- [QUOTED PASSAGE]:
Photo: 50lb Halibut speared off Santa Cruz Island as a young 15-year-old deckhand. 

Photo: Our family Ketch, “Agio.”

Photo: Author with a captured prisoner in Kandahar, Afghanistan

On our first dive, when these guys saw me, a 16-year-old kid diving with no buoyancy compensator and my twin steel 72s, they noticed. “Holy shit,” said one of them, “who is this kid?”

The two of us got to talking. He wanted to know how I’d come to be a deckhand, and I told him a little bit about my background.

“You know,” he said, “you should check out the seals.”

At least that’s what I thought he said. I had no idea what he was talking about. Seals? Was this guy seriously into seals, like whale-watching and shit? Was he making a joke?

“No,” he said, “not seals—SEALs.”

I still didn’t get it.

“Navy maritime Special Operations forces,” he explained. “SEALs. It stands for Sea, Air, and Land. SEALs.”

I’d never heard of them before.

“To become a SEAL,” he added, “you go through the toughest military training in the world.”

Now that got my attention. I didn’t know much about the military, but I had always been fascinated with aviation and wanted to be a pilot when I grew up, maybe even an astronaut. What he was describing intrigued me. “I love the water, I thought, “and I’m a pretty good diver. That sounds like a hell of a challenge.”

The truth was, I knew I needed a plan, somewhere to go and something to aim at. At the time, when I wasn’t on the dive boat, I would surf and hang out with some guys around the harbor. They were starting to get into crystal meth. I had no interest in it — I would drink beer and that was the extent of it — but seeing them and where they were heading scared me. I knew that I had to get the hell out of there sooner or later if I wanted to make anything better out of my life.

- [SUPPLIED RECORDS]:
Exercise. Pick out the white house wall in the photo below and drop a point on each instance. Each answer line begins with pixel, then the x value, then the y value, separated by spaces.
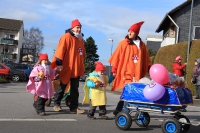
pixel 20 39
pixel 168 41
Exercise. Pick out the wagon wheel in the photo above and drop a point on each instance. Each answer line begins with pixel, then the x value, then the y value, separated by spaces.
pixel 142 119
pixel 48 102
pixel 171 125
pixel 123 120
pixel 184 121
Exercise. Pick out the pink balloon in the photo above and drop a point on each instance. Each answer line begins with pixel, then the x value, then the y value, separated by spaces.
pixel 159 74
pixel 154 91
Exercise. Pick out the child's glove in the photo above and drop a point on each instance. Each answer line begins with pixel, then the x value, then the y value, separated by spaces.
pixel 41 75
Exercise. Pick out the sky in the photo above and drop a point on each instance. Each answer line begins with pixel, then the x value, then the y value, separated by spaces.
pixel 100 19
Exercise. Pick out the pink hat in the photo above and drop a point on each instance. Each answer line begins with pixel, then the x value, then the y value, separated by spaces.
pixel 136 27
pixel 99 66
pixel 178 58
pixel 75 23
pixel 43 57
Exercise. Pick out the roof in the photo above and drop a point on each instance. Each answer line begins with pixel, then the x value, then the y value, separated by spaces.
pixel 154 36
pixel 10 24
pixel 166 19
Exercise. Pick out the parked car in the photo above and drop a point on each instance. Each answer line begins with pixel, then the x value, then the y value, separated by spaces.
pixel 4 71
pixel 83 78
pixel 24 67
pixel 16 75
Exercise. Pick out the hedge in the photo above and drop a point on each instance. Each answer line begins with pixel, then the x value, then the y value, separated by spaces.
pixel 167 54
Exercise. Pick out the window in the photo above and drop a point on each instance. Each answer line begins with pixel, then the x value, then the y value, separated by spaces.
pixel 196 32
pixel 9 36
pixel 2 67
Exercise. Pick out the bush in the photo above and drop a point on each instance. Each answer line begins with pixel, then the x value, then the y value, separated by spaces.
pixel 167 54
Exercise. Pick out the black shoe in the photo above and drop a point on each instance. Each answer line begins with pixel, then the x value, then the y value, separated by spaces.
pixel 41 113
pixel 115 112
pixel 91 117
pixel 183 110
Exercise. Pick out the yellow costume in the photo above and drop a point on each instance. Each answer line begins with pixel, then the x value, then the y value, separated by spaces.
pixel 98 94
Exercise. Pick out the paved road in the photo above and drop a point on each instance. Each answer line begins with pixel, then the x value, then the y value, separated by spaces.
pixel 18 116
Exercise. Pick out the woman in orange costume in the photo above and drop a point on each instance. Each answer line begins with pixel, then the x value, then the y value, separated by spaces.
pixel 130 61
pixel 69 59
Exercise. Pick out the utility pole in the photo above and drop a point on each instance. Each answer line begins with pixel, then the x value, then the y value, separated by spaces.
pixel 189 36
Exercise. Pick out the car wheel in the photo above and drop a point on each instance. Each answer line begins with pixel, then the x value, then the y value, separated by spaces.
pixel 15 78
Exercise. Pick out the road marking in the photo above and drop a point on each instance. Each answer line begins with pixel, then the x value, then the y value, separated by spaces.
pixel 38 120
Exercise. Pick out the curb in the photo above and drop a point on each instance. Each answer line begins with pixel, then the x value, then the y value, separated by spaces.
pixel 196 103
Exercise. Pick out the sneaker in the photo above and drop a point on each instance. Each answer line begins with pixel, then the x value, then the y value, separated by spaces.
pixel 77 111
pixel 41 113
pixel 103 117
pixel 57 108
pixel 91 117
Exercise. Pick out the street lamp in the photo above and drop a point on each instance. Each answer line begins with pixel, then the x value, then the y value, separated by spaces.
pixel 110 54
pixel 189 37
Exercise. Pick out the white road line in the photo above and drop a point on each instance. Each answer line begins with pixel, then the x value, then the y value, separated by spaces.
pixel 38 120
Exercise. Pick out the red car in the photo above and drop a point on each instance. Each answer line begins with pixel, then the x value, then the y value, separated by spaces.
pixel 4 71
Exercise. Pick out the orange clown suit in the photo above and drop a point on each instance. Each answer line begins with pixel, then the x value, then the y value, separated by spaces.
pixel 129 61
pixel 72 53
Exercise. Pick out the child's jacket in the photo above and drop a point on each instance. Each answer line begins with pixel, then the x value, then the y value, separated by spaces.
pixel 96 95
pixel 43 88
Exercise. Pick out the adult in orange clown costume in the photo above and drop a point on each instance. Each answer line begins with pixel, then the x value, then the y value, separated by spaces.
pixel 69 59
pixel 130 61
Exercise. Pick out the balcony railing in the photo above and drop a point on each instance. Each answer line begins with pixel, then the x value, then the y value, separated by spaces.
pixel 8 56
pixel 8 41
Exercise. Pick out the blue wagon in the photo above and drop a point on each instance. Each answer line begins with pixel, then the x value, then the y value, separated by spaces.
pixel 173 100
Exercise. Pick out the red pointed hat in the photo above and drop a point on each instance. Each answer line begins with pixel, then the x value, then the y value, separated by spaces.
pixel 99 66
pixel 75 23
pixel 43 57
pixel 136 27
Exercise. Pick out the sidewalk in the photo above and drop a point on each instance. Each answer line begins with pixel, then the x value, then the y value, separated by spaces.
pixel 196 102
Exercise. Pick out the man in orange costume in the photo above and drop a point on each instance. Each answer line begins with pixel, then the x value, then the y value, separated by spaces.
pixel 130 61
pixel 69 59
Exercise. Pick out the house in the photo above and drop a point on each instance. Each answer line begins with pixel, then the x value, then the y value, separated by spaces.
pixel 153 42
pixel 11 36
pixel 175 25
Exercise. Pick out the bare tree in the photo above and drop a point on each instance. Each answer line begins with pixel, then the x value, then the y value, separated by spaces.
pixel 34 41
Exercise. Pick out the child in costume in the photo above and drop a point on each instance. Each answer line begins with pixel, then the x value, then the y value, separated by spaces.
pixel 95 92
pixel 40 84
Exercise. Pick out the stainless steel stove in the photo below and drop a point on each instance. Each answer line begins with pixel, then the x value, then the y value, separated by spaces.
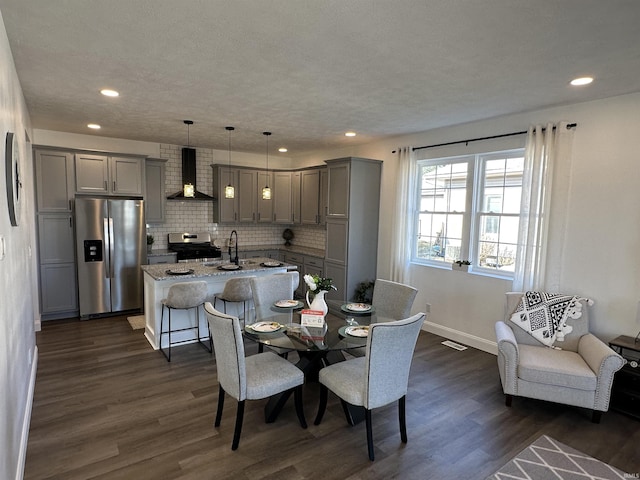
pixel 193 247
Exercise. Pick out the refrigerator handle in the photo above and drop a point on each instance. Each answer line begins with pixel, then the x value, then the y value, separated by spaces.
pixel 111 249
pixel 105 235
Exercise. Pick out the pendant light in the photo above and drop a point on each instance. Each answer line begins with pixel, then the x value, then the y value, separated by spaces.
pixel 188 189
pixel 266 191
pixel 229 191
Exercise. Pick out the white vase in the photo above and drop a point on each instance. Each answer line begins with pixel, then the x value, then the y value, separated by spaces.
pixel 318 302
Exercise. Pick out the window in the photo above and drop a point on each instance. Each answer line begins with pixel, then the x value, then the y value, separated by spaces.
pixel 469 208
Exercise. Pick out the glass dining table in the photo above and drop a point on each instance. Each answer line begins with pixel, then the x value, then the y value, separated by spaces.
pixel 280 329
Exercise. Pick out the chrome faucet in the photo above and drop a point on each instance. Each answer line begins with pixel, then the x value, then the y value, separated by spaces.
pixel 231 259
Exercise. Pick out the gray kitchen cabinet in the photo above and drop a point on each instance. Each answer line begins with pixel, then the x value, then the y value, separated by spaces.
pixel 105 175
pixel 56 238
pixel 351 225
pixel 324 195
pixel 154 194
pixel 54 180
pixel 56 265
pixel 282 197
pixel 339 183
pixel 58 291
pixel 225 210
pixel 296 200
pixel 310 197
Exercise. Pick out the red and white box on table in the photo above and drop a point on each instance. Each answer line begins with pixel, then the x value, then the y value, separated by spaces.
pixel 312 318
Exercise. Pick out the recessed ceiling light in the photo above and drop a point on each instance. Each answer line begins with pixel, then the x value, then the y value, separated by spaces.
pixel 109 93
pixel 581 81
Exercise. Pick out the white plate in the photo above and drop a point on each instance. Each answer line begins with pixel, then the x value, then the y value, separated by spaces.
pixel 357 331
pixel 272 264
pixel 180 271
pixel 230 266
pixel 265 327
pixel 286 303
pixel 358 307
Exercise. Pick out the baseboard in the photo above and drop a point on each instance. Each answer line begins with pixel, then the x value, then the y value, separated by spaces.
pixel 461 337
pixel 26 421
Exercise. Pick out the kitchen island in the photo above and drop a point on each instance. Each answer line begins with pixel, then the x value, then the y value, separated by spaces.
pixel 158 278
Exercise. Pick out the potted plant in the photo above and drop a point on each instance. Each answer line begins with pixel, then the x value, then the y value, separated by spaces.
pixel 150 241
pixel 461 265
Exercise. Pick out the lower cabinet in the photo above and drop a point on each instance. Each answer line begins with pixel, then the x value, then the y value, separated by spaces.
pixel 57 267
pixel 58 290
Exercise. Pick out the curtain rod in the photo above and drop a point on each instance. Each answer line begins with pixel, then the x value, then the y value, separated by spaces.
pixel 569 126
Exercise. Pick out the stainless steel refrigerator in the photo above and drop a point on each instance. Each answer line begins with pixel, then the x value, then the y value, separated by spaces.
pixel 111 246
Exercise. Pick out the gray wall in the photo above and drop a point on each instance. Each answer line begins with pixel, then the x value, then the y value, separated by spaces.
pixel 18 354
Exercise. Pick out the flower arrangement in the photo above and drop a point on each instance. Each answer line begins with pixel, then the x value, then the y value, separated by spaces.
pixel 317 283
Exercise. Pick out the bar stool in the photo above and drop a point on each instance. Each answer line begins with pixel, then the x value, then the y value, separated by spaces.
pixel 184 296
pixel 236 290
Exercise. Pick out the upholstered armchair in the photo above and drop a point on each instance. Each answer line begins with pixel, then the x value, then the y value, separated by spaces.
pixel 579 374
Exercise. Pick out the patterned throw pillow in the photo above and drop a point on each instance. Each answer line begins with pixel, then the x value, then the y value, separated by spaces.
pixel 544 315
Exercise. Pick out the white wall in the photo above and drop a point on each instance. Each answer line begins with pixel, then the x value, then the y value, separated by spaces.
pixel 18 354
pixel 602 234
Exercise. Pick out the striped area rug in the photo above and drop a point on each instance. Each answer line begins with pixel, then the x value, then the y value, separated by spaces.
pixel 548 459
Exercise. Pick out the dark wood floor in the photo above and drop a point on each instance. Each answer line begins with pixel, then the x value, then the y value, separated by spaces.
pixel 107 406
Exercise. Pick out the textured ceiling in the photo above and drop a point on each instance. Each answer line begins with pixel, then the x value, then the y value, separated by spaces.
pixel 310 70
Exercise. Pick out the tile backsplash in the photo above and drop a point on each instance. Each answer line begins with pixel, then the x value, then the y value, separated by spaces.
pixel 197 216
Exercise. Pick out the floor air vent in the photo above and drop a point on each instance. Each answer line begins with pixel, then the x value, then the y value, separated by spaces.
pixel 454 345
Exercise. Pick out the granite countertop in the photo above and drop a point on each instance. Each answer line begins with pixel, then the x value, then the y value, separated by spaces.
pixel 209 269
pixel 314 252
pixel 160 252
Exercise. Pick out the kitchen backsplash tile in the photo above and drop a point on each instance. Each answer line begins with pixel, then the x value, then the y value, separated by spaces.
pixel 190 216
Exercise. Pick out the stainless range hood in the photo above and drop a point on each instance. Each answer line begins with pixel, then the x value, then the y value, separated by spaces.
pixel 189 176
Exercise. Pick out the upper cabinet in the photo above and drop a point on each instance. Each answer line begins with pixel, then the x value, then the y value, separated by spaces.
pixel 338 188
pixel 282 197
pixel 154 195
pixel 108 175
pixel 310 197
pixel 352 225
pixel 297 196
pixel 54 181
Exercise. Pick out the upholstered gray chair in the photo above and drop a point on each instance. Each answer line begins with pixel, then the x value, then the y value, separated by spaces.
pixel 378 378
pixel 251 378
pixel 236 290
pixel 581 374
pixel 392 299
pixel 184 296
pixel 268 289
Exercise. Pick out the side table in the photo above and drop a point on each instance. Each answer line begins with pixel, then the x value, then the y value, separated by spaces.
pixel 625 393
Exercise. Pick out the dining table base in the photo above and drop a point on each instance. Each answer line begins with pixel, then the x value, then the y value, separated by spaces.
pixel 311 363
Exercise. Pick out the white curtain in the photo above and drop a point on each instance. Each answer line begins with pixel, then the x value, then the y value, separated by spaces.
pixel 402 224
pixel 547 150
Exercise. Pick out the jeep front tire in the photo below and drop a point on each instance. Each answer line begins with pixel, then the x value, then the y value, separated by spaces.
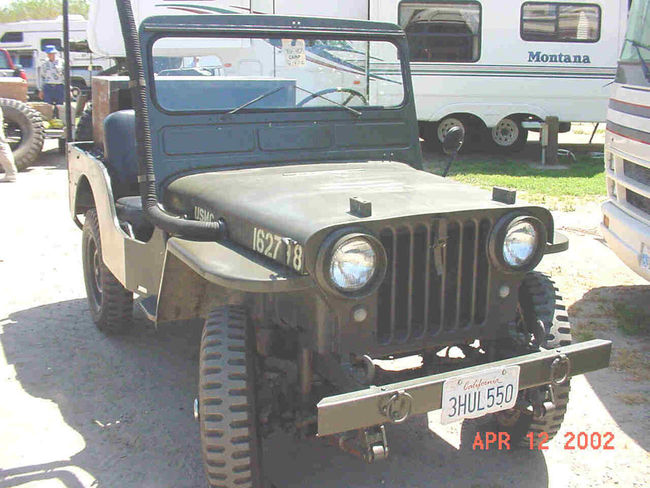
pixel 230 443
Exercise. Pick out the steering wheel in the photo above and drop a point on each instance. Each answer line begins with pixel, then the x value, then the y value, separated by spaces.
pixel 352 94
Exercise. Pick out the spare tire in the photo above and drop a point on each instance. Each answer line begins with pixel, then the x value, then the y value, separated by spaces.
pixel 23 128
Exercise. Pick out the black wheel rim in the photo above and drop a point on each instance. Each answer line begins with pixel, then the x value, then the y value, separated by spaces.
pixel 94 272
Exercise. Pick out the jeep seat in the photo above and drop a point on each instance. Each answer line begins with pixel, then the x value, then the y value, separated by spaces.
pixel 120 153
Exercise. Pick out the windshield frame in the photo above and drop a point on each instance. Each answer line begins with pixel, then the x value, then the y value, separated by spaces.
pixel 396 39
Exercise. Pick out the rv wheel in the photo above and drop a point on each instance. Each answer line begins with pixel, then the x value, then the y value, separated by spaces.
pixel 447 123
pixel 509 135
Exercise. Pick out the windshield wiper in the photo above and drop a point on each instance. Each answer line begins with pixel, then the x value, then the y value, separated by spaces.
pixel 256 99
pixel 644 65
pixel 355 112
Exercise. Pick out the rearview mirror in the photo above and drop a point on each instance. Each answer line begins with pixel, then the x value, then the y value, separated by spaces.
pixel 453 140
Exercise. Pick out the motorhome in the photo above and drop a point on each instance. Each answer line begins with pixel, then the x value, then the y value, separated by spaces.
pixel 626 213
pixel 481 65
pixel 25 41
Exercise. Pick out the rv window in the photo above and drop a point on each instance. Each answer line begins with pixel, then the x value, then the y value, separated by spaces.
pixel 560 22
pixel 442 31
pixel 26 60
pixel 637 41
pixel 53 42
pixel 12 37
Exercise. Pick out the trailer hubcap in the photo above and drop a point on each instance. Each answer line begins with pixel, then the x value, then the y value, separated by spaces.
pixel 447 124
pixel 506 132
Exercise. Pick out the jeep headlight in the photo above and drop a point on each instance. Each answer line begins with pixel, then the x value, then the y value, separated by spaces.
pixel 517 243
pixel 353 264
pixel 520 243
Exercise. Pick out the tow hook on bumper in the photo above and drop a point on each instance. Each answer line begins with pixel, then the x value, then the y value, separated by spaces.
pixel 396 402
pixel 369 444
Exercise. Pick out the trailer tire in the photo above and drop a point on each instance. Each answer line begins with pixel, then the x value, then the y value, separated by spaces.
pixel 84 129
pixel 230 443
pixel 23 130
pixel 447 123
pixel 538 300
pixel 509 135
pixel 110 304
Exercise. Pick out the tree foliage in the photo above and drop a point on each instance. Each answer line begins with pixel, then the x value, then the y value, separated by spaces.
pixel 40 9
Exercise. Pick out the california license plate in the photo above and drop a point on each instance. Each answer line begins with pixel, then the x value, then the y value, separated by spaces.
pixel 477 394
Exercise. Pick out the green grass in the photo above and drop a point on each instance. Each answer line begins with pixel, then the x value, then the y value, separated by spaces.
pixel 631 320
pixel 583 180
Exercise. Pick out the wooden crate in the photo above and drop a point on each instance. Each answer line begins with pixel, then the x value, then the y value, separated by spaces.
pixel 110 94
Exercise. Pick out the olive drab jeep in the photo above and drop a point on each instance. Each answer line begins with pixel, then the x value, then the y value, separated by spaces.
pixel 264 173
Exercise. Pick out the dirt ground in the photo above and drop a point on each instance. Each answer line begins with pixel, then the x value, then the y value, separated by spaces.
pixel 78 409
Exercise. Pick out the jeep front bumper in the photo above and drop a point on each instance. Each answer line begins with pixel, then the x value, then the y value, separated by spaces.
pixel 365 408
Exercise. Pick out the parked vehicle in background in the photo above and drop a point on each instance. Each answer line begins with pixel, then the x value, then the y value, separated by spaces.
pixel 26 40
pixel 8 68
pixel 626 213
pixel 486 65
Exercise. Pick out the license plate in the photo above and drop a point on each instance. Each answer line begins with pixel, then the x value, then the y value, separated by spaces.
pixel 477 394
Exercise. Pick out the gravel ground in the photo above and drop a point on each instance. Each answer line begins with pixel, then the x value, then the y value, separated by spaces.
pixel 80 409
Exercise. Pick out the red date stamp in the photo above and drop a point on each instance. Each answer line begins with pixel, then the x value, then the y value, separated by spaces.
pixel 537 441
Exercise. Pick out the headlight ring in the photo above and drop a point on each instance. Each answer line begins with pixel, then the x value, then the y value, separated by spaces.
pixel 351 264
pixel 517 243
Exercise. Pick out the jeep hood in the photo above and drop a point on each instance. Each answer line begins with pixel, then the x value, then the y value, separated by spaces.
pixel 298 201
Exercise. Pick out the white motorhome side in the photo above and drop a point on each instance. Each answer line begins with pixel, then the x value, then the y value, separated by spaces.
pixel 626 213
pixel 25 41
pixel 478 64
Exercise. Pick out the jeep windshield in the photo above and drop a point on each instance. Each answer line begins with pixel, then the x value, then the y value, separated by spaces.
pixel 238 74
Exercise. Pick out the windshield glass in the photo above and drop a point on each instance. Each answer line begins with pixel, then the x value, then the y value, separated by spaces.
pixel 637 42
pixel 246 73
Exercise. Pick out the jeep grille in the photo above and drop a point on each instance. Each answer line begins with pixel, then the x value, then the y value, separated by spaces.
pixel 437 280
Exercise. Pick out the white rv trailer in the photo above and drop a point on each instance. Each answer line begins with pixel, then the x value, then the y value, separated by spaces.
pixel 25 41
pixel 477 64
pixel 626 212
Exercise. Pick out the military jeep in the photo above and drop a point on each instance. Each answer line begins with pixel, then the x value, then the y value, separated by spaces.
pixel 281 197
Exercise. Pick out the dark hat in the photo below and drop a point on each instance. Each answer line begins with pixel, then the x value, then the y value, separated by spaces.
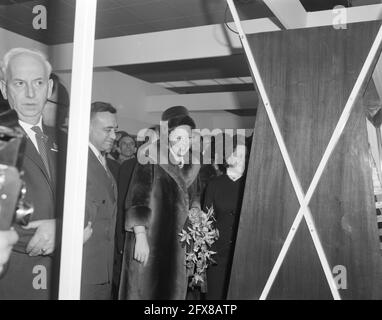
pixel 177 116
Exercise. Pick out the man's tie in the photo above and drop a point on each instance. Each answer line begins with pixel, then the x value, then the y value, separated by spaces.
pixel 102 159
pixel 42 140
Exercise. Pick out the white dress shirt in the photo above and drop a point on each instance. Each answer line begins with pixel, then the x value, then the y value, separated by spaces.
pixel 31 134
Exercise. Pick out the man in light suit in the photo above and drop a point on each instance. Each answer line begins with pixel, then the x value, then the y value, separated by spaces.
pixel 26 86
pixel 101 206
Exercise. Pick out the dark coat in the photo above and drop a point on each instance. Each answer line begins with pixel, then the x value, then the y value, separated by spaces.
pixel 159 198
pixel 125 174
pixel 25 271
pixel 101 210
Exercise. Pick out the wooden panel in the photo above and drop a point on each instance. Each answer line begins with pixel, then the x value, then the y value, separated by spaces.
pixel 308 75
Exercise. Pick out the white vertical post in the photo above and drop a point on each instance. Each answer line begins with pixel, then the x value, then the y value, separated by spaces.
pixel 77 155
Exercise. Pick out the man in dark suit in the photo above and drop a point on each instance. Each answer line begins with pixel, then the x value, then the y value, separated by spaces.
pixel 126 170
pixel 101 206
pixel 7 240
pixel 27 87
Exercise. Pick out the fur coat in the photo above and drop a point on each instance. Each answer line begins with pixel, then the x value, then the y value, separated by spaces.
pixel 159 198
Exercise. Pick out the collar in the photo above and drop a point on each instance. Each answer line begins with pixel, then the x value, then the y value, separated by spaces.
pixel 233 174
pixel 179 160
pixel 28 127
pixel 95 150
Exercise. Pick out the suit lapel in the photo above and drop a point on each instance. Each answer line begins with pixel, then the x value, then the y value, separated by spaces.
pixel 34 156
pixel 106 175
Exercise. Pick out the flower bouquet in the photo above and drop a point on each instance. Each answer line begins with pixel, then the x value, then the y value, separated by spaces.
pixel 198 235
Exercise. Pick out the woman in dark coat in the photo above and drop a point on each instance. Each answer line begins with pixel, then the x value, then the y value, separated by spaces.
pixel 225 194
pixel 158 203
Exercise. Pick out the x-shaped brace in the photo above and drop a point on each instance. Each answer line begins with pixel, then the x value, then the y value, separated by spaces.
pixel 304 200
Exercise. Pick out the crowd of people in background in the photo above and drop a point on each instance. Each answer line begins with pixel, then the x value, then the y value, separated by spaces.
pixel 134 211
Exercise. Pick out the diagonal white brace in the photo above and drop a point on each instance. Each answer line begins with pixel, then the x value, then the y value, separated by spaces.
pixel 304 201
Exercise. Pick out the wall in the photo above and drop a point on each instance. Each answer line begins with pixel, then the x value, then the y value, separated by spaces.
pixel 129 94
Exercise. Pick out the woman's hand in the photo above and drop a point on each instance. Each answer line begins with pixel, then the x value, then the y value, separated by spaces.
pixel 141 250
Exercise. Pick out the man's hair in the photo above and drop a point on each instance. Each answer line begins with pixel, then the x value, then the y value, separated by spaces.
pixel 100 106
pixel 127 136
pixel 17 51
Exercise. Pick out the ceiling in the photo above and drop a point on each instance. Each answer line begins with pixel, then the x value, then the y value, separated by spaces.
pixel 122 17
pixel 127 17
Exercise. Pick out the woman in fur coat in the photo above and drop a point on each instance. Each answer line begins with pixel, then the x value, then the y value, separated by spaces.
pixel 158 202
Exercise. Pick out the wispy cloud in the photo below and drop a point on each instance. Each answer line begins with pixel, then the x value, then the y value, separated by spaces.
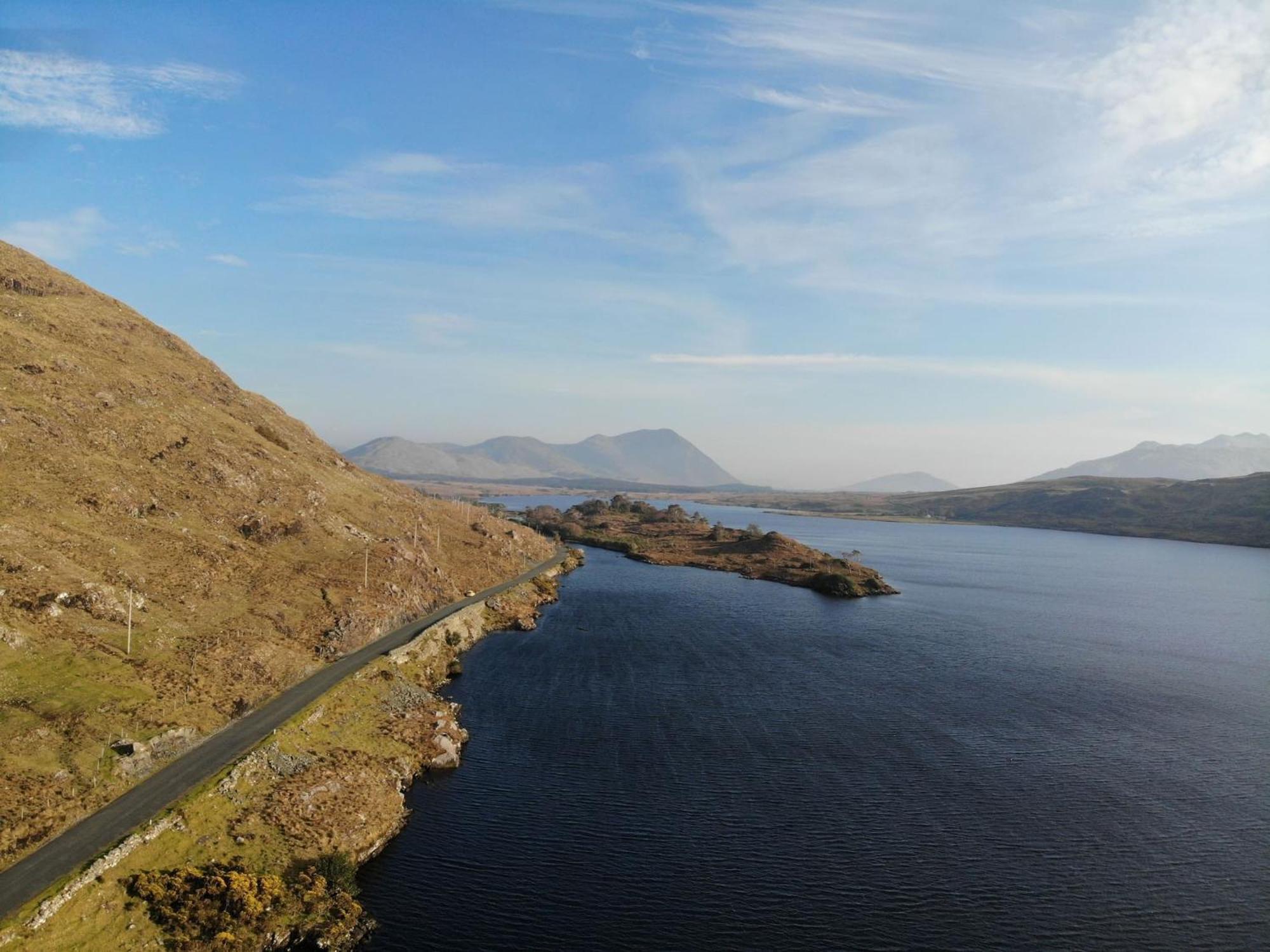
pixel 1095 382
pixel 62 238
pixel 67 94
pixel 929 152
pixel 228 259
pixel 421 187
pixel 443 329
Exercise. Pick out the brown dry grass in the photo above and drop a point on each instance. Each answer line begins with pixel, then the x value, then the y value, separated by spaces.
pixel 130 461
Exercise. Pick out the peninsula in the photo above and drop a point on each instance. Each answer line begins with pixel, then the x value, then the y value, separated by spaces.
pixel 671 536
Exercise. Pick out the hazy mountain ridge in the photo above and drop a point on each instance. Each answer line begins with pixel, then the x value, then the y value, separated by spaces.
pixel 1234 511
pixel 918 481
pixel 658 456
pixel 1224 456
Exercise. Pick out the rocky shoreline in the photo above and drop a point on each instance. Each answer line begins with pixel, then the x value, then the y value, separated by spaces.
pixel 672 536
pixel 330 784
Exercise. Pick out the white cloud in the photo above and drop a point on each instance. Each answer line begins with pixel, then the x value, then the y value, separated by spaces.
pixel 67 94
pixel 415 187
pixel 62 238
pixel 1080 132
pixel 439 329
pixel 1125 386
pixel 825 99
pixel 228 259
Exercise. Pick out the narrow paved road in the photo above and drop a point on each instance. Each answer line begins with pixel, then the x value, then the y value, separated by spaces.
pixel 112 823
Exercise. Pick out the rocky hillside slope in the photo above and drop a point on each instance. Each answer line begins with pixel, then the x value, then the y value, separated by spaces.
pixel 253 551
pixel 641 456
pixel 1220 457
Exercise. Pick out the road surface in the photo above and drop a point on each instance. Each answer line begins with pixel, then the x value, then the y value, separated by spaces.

- [REQUIRED WORK]:
- 1) In the memoir excerpt, why did the narrator feel a need for a plan and a way out of the harbor scene?
- 2) Translate this sentence from the memoir excerpt into Spanish: "At least that's what I thought he said."
- 3) Reproduce the memoir excerpt word for word, starting at "Photo: 50lb Halibut" and ending at "making a joke?".

- [EXERCISE ANSWERS]:
- 1) The guys the narrator surfed and spent time with around the harbor were starting to get into crystal meth. Seeing them and where they were heading was frightening, and leaving seemed necessary to make anything better out of life.

- 2) Al menos eso es lo que creí que dijo.

- 3)
Photo: 50lb Halibut speared off Santa Cruz Island as a young 15-year-old deckhand. 

Photo: Our family Ketch, “Agio.”

Photo: Author with a captured prisoner in Kandahar, Afghanistan

On our first dive, when these guys saw me, a 16-year-old kid diving with no buoyancy compensator and my twin steel 72s, they noticed. “Holy shit,” said one of them, “who is this kid?”

The two of us got to talking. He wanted to know how I’d come to be a deckhand, and I told him a little bit about my background.

“You know,” he said, “you should check out the seals.”

At least that’s what I thought he said. I had no idea what he was talking about. Seals? Was this guy seriously into seals, like whale-watching and shit? Was he making a joke?